Allan Pease Standing Tall Interview

Allan Pease Standing Tall Interview

Bedroom performance is only the 'tip of the iceberg' for men suffering erection difficulties with many revealing the condition also has a severe impact on their confidence, self-image and sense of manhood, according to a major report on the widespread problem.

The Standing Tall Report, based on a nationwide Galaxy survey of more than 1,000 men with erection problems, found the majority of sufferers regarded their inability to have sex as secondary to the impact of the condition on other aspects of their lives.

According to the survey, commissioned by Lilly Australia, many men admit the impact of erection problems is felt on an ongoing basis and extends far beyond the ability to have sex.

"Self-esteem is the biggest problem," says body-language expert Allan Pease, himself a man affected by erection difficulties resulting from prostate surgery 13 years ago. "The impact of the condition extends far beyond the ability to respond physically when aroused," he said.

While 60 per cent of survey participants who sought medical help said the ability to have sex was one of their reasons for doing so, only 35 per cent said it was the main reason.

Around 65 per cent of men indentified the desire to 'feel normal?, the need to 'feel like a man again' and 'concern for their relationship' as the primary reasons for speaking to a doctor about their condition.
● ● ● ● ●
Your instructions:
Type out the portion of the Standing Tall interview starting at "Around 65 per" and ending at "about their condition.". The rows after this point were drawn from a separate source.
● ● ● ● ●
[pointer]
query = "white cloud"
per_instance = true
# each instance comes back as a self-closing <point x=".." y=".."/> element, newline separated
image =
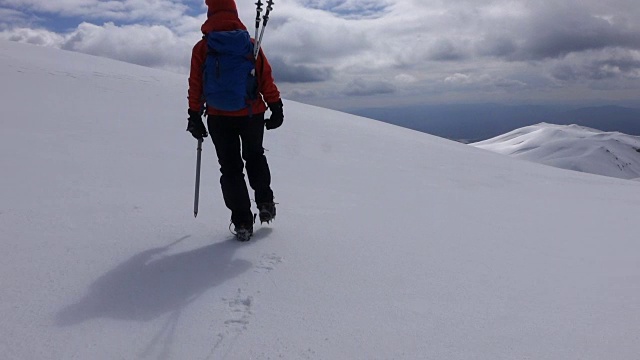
<point x="373" y="46"/>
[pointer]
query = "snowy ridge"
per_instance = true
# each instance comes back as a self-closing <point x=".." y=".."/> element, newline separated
<point x="572" y="147"/>
<point x="389" y="243"/>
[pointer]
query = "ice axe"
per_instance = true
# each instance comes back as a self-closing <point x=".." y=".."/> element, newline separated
<point x="197" y="194"/>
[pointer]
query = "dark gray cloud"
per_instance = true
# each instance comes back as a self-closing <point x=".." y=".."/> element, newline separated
<point x="298" y="73"/>
<point x="461" y="50"/>
<point x="350" y="9"/>
<point x="361" y="87"/>
<point x="605" y="65"/>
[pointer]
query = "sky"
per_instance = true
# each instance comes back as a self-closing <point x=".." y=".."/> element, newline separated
<point x="358" y="53"/>
<point x="389" y="243"/>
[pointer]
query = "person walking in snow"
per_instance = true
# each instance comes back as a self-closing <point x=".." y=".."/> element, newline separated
<point x="237" y="134"/>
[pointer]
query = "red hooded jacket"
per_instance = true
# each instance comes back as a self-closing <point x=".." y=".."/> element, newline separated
<point x="223" y="16"/>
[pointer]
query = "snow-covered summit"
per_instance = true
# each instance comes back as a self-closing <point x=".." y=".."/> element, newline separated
<point x="389" y="243"/>
<point x="572" y="147"/>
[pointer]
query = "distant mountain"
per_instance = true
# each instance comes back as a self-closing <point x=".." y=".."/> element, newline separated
<point x="605" y="118"/>
<point x="572" y="147"/>
<point x="476" y="122"/>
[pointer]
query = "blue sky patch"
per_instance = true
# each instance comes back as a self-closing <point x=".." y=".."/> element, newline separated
<point x="350" y="9"/>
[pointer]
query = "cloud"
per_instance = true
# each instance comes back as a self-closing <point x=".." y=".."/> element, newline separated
<point x="389" y="48"/>
<point x="152" y="46"/>
<point x="351" y="9"/>
<point x="298" y="73"/>
<point x="614" y="64"/>
<point x="124" y="10"/>
<point x="361" y="87"/>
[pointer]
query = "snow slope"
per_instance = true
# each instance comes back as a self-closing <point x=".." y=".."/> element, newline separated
<point x="389" y="243"/>
<point x="572" y="147"/>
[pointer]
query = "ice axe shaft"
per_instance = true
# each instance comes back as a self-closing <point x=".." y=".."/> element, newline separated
<point x="197" y="194"/>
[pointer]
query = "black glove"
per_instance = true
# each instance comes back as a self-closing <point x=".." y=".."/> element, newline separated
<point x="196" y="126"/>
<point x="277" y="116"/>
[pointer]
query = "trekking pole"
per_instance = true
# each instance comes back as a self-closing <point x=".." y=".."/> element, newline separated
<point x="197" y="195"/>
<point x="265" y="20"/>
<point x="258" y="12"/>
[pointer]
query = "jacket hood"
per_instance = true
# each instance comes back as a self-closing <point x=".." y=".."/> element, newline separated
<point x="222" y="15"/>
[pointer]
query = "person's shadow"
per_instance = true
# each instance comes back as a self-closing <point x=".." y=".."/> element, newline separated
<point x="151" y="283"/>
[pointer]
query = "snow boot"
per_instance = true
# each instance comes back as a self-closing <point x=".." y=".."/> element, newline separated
<point x="244" y="230"/>
<point x="267" y="212"/>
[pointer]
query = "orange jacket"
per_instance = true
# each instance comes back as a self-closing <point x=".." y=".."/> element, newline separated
<point x="228" y="21"/>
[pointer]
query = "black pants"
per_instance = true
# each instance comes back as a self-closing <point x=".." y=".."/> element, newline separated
<point x="235" y="139"/>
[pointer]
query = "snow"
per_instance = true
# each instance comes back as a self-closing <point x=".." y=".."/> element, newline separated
<point x="572" y="147"/>
<point x="389" y="243"/>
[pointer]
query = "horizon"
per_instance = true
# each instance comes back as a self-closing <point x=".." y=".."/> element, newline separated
<point x="391" y="53"/>
<point x="389" y="243"/>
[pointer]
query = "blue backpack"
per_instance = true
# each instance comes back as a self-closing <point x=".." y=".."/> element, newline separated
<point x="229" y="70"/>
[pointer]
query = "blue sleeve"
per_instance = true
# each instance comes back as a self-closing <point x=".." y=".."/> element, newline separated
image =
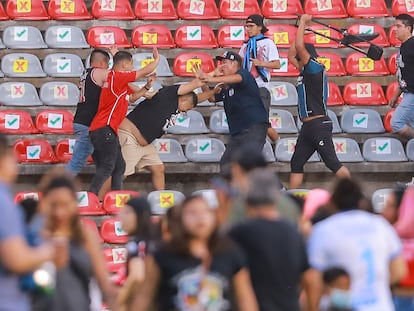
<point x="313" y="67"/>
<point x="11" y="221"/>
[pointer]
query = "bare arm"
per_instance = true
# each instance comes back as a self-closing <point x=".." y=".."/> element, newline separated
<point x="146" y="294"/>
<point x="19" y="258"/>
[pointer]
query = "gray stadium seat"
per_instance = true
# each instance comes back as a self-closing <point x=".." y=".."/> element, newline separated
<point x="383" y="149"/>
<point x="23" y="37"/>
<point x="347" y="150"/>
<point x="191" y="122"/>
<point x="162" y="200"/>
<point x="282" y="121"/>
<point x="59" y="93"/>
<point x="268" y="152"/>
<point x="19" y="94"/>
<point x="63" y="65"/>
<point x="141" y="60"/>
<point x="204" y="149"/>
<point x="336" y="128"/>
<point x="409" y="149"/>
<point x="65" y="37"/>
<point x="378" y="199"/>
<point x="362" y="121"/>
<point x="283" y="93"/>
<point x="218" y="122"/>
<point x="285" y="147"/>
<point x="169" y="150"/>
<point x="22" y="65"/>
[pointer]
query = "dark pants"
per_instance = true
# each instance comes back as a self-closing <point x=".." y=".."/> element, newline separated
<point x="108" y="159"/>
<point x="315" y="135"/>
<point x="255" y="134"/>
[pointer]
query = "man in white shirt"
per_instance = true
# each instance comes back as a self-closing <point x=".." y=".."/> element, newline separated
<point x="363" y="244"/>
<point x="260" y="55"/>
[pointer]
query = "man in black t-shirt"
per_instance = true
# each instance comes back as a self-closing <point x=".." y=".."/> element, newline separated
<point x="148" y="121"/>
<point x="402" y="121"/>
<point x="276" y="253"/>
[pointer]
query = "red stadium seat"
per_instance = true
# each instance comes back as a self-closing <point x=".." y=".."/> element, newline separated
<point x="195" y="36"/>
<point x="88" y="204"/>
<point x="3" y="15"/>
<point x="282" y="34"/>
<point x="55" y="121"/>
<point x="364" y="93"/>
<point x="392" y="38"/>
<point x="392" y="63"/>
<point x="320" y="40"/>
<point x="115" y="258"/>
<point x="34" y="151"/>
<point x="26" y="10"/>
<point x="16" y="122"/>
<point x="68" y="10"/>
<point x="333" y="64"/>
<point x="391" y="90"/>
<point x="367" y="8"/>
<point x="115" y="200"/>
<point x="92" y="225"/>
<point x="357" y="29"/>
<point x="112" y="9"/>
<point x="197" y="9"/>
<point x="20" y="196"/>
<point x="387" y="120"/>
<point x="357" y="64"/>
<point x="184" y="62"/>
<point x="286" y="68"/>
<point x="335" y="96"/>
<point x="402" y="6"/>
<point x="152" y="35"/>
<point x="281" y="9"/>
<point x="111" y="232"/>
<point x="231" y="36"/>
<point x="238" y="9"/>
<point x="106" y="36"/>
<point x="155" y="10"/>
<point x="325" y="8"/>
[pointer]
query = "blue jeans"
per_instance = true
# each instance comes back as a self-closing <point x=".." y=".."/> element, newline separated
<point x="404" y="113"/>
<point x="403" y="303"/>
<point x="82" y="150"/>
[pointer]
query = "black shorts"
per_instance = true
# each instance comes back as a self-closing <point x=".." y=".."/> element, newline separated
<point x="315" y="135"/>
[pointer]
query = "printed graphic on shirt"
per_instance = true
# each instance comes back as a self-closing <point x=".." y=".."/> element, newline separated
<point x="198" y="290"/>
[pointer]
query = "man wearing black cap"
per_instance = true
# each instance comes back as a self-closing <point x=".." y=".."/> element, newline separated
<point x="246" y="115"/>
<point x="316" y="131"/>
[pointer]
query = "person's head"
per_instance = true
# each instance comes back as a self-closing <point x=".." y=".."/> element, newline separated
<point x="59" y="196"/>
<point x="347" y="195"/>
<point x="403" y="27"/>
<point x="99" y="59"/>
<point x="8" y="163"/>
<point x="193" y="220"/>
<point x="255" y="25"/>
<point x="187" y="101"/>
<point x="230" y="62"/>
<point x="123" y="61"/>
<point x="262" y="193"/>
<point x="135" y="218"/>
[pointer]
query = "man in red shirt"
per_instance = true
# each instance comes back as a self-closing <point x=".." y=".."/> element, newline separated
<point x="116" y="93"/>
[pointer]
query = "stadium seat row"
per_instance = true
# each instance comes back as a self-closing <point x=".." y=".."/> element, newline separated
<point x="198" y="9"/>
<point x="186" y="36"/>
<point x="209" y="150"/>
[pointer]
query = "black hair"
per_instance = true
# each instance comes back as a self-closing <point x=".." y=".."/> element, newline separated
<point x="347" y="195"/>
<point x="122" y="56"/>
<point x="332" y="274"/>
<point x="99" y="52"/>
<point x="406" y="19"/>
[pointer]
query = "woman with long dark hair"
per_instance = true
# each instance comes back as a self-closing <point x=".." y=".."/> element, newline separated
<point x="197" y="268"/>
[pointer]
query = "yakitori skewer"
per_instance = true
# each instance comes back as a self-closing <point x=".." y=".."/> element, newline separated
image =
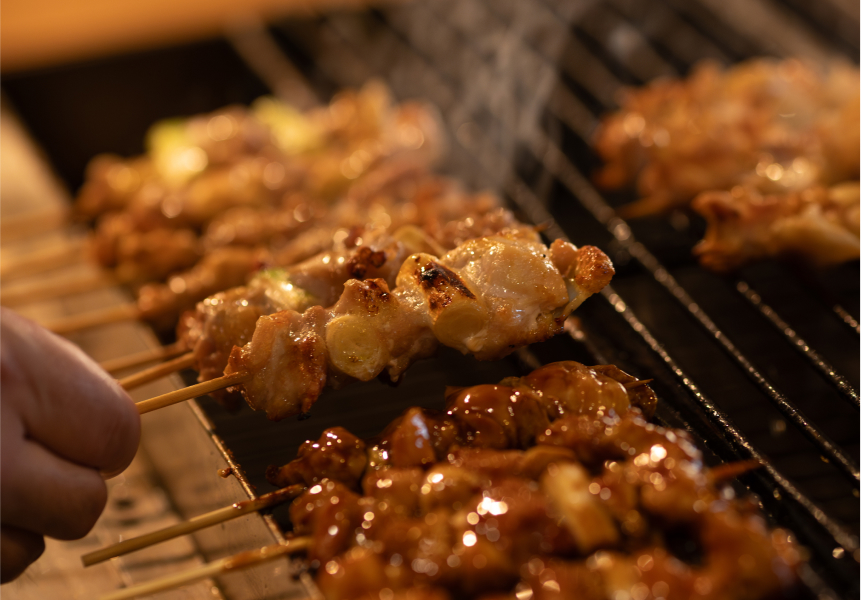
<point x="243" y="560"/>
<point x="193" y="391"/>
<point x="185" y="361"/>
<point x="220" y="515"/>
<point x="139" y="359"/>
<point x="553" y="477"/>
<point x="486" y="297"/>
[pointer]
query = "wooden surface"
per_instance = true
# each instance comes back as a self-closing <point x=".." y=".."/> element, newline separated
<point x="175" y="475"/>
<point x="38" y="33"/>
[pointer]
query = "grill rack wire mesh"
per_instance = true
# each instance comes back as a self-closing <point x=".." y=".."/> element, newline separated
<point x="763" y="364"/>
<point x="521" y="87"/>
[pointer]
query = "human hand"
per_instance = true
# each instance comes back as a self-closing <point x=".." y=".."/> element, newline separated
<point x="66" y="426"/>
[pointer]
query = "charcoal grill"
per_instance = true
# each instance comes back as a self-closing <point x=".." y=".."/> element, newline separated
<point x="763" y="364"/>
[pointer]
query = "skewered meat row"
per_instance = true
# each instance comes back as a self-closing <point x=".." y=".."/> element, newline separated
<point x="547" y="487"/>
<point x="270" y="159"/>
<point x="754" y="147"/>
<point x="227" y="319"/>
<point x="399" y="197"/>
<point x="486" y="297"/>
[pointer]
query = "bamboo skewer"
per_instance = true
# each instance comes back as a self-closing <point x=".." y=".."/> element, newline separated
<point x="243" y="560"/>
<point x="192" y="391"/>
<point x="212" y="518"/>
<point x="39" y="291"/>
<point x="41" y="261"/>
<point x="175" y="365"/>
<point x="141" y="358"/>
<point x="113" y="314"/>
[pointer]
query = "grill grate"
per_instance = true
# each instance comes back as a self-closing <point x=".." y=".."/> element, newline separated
<point x="764" y="365"/>
<point x="521" y="87"/>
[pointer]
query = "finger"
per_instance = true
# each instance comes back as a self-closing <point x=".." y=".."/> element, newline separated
<point x="18" y="550"/>
<point x="43" y="493"/>
<point x="66" y="401"/>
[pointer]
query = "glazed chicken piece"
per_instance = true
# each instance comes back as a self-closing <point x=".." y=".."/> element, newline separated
<point x="338" y="455"/>
<point x="817" y="225"/>
<point x="486" y="298"/>
<point x="583" y="514"/>
<point x="568" y="387"/>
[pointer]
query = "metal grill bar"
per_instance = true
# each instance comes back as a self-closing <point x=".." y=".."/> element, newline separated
<point x="575" y="105"/>
<point x="558" y="164"/>
<point x="530" y="205"/>
<point x="582" y="189"/>
<point x="815" y="359"/>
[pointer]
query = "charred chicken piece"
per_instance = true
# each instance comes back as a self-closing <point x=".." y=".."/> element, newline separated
<point x="486" y="298"/>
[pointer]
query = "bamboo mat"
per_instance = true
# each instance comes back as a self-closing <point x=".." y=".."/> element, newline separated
<point x="175" y="475"/>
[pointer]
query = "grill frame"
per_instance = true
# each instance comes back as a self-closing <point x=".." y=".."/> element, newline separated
<point x="542" y="168"/>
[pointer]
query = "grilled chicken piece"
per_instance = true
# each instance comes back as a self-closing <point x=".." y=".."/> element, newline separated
<point x="777" y="125"/>
<point x="583" y="514"/>
<point x="568" y="387"/>
<point x="817" y="225"/>
<point x="338" y="455"/>
<point x="486" y="297"/>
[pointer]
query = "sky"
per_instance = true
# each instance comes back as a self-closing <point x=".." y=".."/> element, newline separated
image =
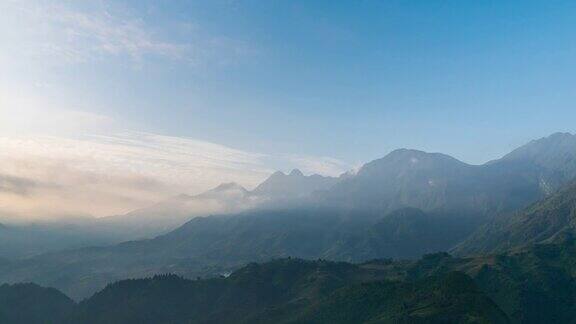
<point x="106" y="106"/>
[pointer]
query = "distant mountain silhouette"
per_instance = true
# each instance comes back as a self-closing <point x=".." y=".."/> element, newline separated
<point x="293" y="185"/>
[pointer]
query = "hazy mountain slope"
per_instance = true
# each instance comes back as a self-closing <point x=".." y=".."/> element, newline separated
<point x="25" y="240"/>
<point x="167" y="215"/>
<point x="555" y="154"/>
<point x="451" y="193"/>
<point x="431" y="181"/>
<point x="529" y="286"/>
<point x="550" y="219"/>
<point x="32" y="304"/>
<point x="208" y="246"/>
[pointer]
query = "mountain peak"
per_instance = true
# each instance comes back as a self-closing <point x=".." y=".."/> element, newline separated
<point x="229" y="186"/>
<point x="296" y="173"/>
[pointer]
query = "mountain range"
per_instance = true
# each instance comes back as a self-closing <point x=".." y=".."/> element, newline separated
<point x="404" y="205"/>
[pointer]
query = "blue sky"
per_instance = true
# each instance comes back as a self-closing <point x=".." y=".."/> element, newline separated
<point x="320" y="85"/>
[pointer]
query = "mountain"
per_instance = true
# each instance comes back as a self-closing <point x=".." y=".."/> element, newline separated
<point x="226" y="198"/>
<point x="292" y="185"/>
<point x="293" y="291"/>
<point x="532" y="285"/>
<point x="26" y="240"/>
<point x="167" y="215"/>
<point x="552" y="219"/>
<point x="555" y="155"/>
<point x="208" y="246"/>
<point x="432" y="181"/>
<point x="280" y="291"/>
<point x="407" y="204"/>
<point x="32" y="304"/>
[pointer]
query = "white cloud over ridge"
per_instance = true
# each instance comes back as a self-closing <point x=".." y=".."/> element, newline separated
<point x="104" y="175"/>
<point x="49" y="176"/>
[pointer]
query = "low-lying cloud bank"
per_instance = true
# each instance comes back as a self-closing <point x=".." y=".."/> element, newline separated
<point x="52" y="177"/>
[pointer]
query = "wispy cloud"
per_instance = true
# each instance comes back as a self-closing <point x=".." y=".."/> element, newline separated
<point x="104" y="175"/>
<point x="320" y="165"/>
<point x="48" y="176"/>
<point x="62" y="32"/>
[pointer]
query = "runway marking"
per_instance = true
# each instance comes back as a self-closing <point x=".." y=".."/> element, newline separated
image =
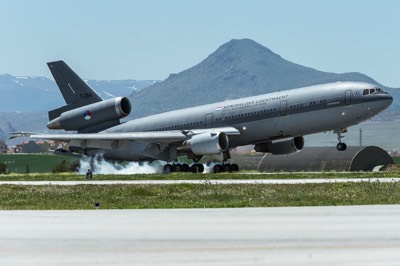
<point x="203" y="182"/>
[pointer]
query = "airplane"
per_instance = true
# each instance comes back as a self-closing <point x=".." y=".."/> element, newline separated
<point x="274" y="122"/>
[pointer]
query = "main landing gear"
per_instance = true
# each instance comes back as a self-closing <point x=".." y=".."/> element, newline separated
<point x="341" y="146"/>
<point x="177" y="167"/>
<point x="225" y="166"/>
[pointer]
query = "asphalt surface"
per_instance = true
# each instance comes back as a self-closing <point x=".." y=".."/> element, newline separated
<point x="353" y="235"/>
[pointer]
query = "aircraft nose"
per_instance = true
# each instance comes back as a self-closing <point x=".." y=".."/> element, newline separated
<point x="389" y="98"/>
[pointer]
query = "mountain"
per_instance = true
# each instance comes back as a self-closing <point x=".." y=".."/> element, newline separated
<point x="40" y="94"/>
<point x="236" y="69"/>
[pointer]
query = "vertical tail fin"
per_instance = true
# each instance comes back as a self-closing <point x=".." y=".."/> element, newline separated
<point x="75" y="91"/>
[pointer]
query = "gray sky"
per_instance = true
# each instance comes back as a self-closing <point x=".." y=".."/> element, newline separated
<point x="130" y="39"/>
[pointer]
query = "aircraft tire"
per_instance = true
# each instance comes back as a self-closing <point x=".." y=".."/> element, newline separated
<point x="168" y="168"/>
<point x="227" y="168"/>
<point x="185" y="167"/>
<point x="177" y="168"/>
<point x="217" y="168"/>
<point x="341" y="146"/>
<point x="201" y="168"/>
<point x="235" y="167"/>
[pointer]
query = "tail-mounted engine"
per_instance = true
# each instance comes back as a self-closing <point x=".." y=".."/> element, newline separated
<point x="92" y="115"/>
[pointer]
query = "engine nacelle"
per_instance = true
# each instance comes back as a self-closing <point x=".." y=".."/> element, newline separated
<point x="282" y="146"/>
<point x="206" y="143"/>
<point x="92" y="114"/>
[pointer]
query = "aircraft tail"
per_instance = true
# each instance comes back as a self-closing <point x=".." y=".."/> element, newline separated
<point x="75" y="91"/>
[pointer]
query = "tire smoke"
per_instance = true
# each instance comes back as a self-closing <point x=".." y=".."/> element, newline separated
<point x="100" y="166"/>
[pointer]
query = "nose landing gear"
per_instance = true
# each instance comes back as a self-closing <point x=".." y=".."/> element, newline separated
<point x="341" y="146"/>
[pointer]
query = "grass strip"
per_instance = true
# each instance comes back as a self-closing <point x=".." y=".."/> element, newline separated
<point x="191" y="176"/>
<point x="14" y="197"/>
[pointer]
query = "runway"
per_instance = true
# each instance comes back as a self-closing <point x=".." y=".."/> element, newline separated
<point x="353" y="235"/>
<point x="212" y="181"/>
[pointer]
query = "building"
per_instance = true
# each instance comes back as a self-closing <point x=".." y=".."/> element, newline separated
<point x="319" y="159"/>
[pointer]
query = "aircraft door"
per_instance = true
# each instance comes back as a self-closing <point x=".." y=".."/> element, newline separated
<point x="348" y="97"/>
<point x="209" y="118"/>
<point x="283" y="108"/>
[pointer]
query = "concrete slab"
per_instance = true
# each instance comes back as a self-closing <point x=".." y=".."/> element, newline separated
<point x="353" y="235"/>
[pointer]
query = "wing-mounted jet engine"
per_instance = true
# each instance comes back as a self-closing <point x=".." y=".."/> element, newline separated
<point x="281" y="146"/>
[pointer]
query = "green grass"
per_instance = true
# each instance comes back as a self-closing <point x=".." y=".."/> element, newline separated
<point x="196" y="196"/>
<point x="191" y="176"/>
<point x="37" y="163"/>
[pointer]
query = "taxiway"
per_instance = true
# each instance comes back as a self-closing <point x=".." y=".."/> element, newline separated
<point x="352" y="235"/>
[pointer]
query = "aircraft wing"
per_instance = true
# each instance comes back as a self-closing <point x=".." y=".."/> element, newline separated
<point x="153" y="136"/>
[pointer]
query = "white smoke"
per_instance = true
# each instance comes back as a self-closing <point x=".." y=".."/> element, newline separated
<point x="99" y="165"/>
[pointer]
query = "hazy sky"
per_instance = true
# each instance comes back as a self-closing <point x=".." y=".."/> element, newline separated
<point x="103" y="39"/>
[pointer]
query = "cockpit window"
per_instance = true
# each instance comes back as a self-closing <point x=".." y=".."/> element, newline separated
<point x="372" y="91"/>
● ● ● ● ●
Exercise solution:
Around 65 per cent of men indentified the desire to 'feel normal?, the need to 'feel like a man again' and 'concern for their relationship' as the primary reasons for speaking to a doctor about their condition.